EXERCISE INSTRUCTIONS.
Pull every "pixels" line out of the data below.

[Stored records]

====

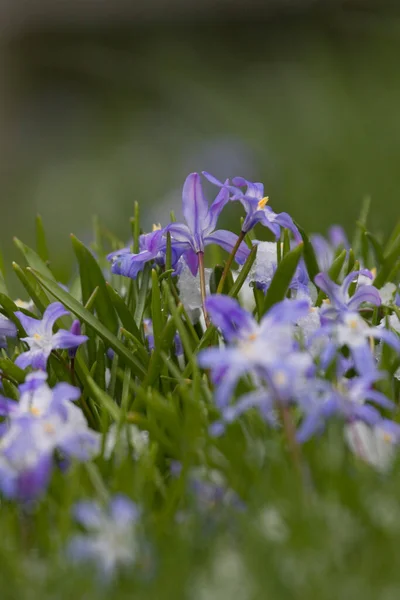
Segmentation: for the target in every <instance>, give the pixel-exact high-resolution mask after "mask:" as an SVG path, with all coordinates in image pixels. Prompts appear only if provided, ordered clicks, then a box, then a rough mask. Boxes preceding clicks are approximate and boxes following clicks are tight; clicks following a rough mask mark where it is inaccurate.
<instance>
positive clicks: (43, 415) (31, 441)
mask: <svg viewBox="0 0 400 600" xmlns="http://www.w3.org/2000/svg"><path fill="white" fill-rule="evenodd" d="M46 378H47V374H46V373H44V372H42V371H38V372H34V373H31V374H30V375H28V376H27V378H26V381H25V383H24V384H22V385H20V387H19V391H20V399H19V402H15V401H13V400H8V399H6V398H1V399H0V414H2V416H6V417H7V422H6V427H5V428H4V429H2V431H1V433H0V489H1V490H2V491H3V493H4V494H5V495H7V496H8V497H13V498H16V499H18V500H20V501H26V502H30V501H32V500H34V499H35V498H37V497H38V496H39V495H40V494H41V493H43V492H44V490H45V488H46V486H47V483H48V480H49V478H50V475H51V471H52V469H53V466H54V459H53V455H54V451H55V450H56V449H57V450H58V451H59V452H61V454H62V456H63V457H64V458H65V459H67V460H70V459H71V458H75V459H76V460H78V461H87V460H89V459H91V458H93V457H94V456H96V455H97V454H98V453H99V451H100V434H98V433H96V432H94V431H92V430H91V429H89V428H88V426H87V423H86V420H85V417H84V416H83V413H82V411H81V409H80V408H78V407H77V406H75V405H74V404H73V401H74V400H77V399H78V398H79V397H80V390H79V389H78V388H76V387H73V386H71V385H69V384H68V383H65V382H60V383H58V384H57V385H56V386H55V387H54V388H53V389H51V388H50V387H49V386H48V385H47V383H46Z"/></svg>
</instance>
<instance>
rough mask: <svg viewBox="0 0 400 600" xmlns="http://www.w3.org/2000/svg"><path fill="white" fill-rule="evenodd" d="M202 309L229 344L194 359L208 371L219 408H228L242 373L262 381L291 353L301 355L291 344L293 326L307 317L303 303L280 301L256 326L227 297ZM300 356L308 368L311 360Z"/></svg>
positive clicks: (229, 298) (222, 295)
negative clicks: (204, 311) (213, 381)
mask: <svg viewBox="0 0 400 600" xmlns="http://www.w3.org/2000/svg"><path fill="white" fill-rule="evenodd" d="M206 306H207V310H208V312H209V315H210V318H211V321H212V323H213V324H214V325H215V326H217V327H219V329H220V330H221V332H222V334H223V336H224V338H225V339H226V341H227V342H228V344H229V345H228V346H227V347H225V348H221V349H220V348H208V349H206V350H203V351H202V352H200V353H199V355H198V362H199V365H200V366H201V367H203V368H209V369H211V373H212V379H213V381H214V383H215V385H217V390H216V396H215V397H216V404H217V406H218V407H219V408H224V407H226V406H228V404H229V403H230V400H231V398H232V395H233V392H234V390H235V387H236V384H237V382H238V380H239V379H240V377H242V375H244V374H245V373H247V374H252V375H253V376H256V377H257V378H265V377H266V376H268V373H273V371H274V370H276V369H277V368H278V367H279V365H280V364H282V362H283V361H285V360H287V359H288V357H289V356H290V355H291V354H292V353H296V355H297V356H300V355H301V353H299V351H298V348H297V345H296V343H295V341H294V331H295V327H294V323H295V322H296V321H297V320H298V319H299V318H301V317H302V316H305V315H306V314H307V312H308V308H309V305H308V302H307V301H305V300H284V301H283V302H280V303H279V304H276V305H275V306H273V307H272V308H271V310H270V311H269V312H268V313H267V314H266V315H265V316H264V317H263V319H262V321H261V322H260V324H258V323H257V322H256V321H255V320H254V318H253V316H252V315H251V314H249V313H248V312H246V311H245V310H244V309H243V308H242V307H241V306H240V305H239V303H238V302H237V301H236V300H234V299H233V298H229V297H228V296H224V295H221V294H218V295H214V296H209V297H208V298H207V301H206ZM304 356H307V359H306V362H307V365H308V366H309V367H310V366H311V365H312V360H311V357H310V356H309V355H308V354H305V353H304ZM307 368H308V367H307Z"/></svg>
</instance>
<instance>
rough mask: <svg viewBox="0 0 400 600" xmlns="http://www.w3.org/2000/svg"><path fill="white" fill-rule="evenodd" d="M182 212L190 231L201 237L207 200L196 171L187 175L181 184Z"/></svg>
mask: <svg viewBox="0 0 400 600" xmlns="http://www.w3.org/2000/svg"><path fill="white" fill-rule="evenodd" d="M182 212H183V216H184V217H185V221H186V223H187V224H188V227H189V229H190V231H191V233H192V234H194V235H197V236H199V237H201V235H202V232H203V225H204V221H206V219H207V216H208V202H207V200H206V199H205V197H204V194H203V188H202V186H201V178H200V175H199V174H198V173H191V174H190V175H188V177H187V178H186V181H185V183H184V184H183V192H182Z"/></svg>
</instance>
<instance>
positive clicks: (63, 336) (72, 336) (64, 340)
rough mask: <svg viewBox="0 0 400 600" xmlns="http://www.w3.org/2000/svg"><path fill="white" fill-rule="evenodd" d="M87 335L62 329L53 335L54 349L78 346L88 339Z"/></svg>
mask: <svg viewBox="0 0 400 600" xmlns="http://www.w3.org/2000/svg"><path fill="white" fill-rule="evenodd" d="M88 339H89V338H88V336H87V335H74V334H73V333H71V331H67V330H66V329H60V330H59V331H57V333H55V334H54V335H53V337H52V344H53V349H56V348H59V349H61V350H65V349H68V348H77V347H78V346H80V345H81V344H84V343H85V342H87V340H88Z"/></svg>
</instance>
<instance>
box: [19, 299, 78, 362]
mask: <svg viewBox="0 0 400 600" xmlns="http://www.w3.org/2000/svg"><path fill="white" fill-rule="evenodd" d="M68 314H69V313H68V311H66V310H65V309H64V307H63V305H62V304H61V303H60V302H53V304H49V306H48V307H47V308H46V310H45V312H44V314H43V318H42V319H41V320H40V319H34V318H32V317H28V316H26V315H25V314H24V313H22V312H20V311H17V312H16V313H15V316H16V317H18V319H19V320H20V322H21V325H22V327H23V328H24V329H25V331H26V333H27V334H28V337H26V338H22V341H24V342H26V343H27V344H28V346H29V350H28V351H27V352H23V353H22V354H20V355H19V356H18V357H17V359H16V361H15V364H16V365H17V366H18V367H20V368H21V369H25V368H26V367H28V366H29V365H31V366H32V368H33V369H42V370H45V369H46V365H47V359H48V358H49V356H50V353H51V351H52V350H55V349H60V350H63V349H69V348H77V347H78V346H79V345H80V344H83V343H84V342H86V340H87V339H88V338H87V336H86V335H75V334H74V333H72V332H71V331H67V330H66V329H59V330H58V331H57V333H54V334H53V326H54V323H55V322H56V321H57V319H59V318H60V317H63V316H65V315H68Z"/></svg>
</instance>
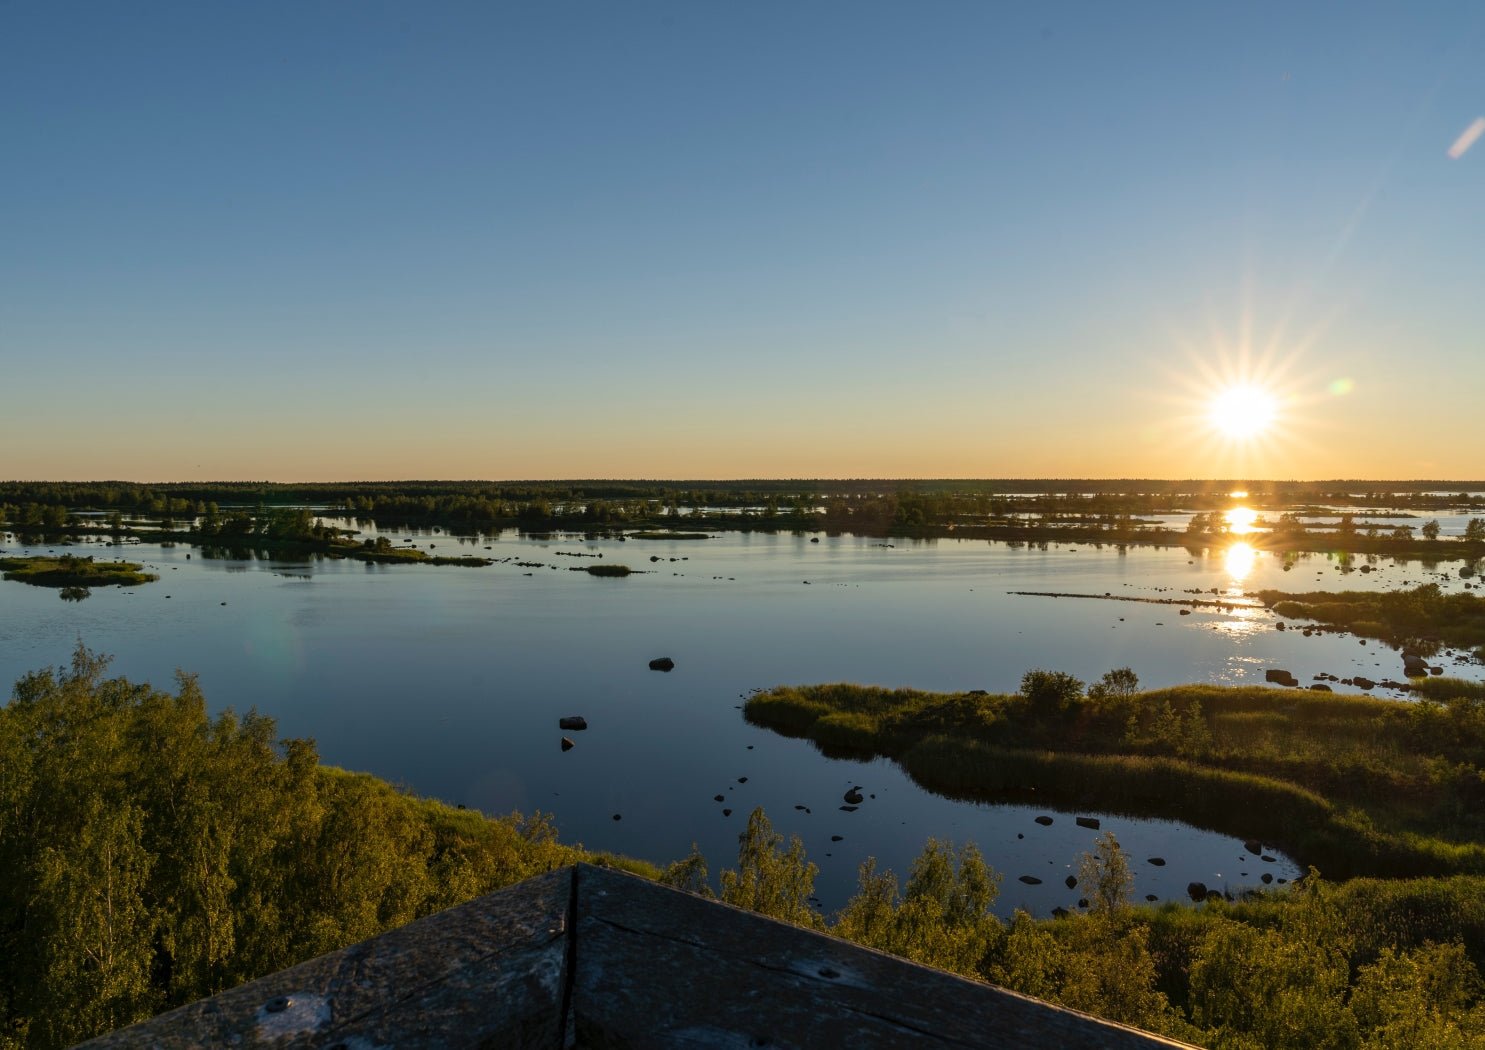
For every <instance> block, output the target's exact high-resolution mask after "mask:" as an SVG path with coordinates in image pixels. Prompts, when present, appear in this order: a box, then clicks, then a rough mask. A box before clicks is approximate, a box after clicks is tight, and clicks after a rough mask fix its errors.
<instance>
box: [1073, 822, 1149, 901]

====

OUTPUT OF THE EXERCISE.
Segmentation: for the target in every <instance>, give the pixel-exact high-resolution mask after "mask:" as an SVG path, with all coordinates in image pixels. Prompts appear only if provided, ordered clicks, then a box, then a rough mask. Boxes preceding clicks are approximate and boxes following clicks are tight; clicks following a rough mask mark where it is inaccurate.
For every <instance> block, output the target's exact high-resolution mask after "mask:" as an SVG path with coordinates in image pixels. Prompts, when present, appear in this order: a box, then clicks, then a rough mask. A box before clicks is approximate, a box after clicks is tight, and clicks after a rough mask fix its errors.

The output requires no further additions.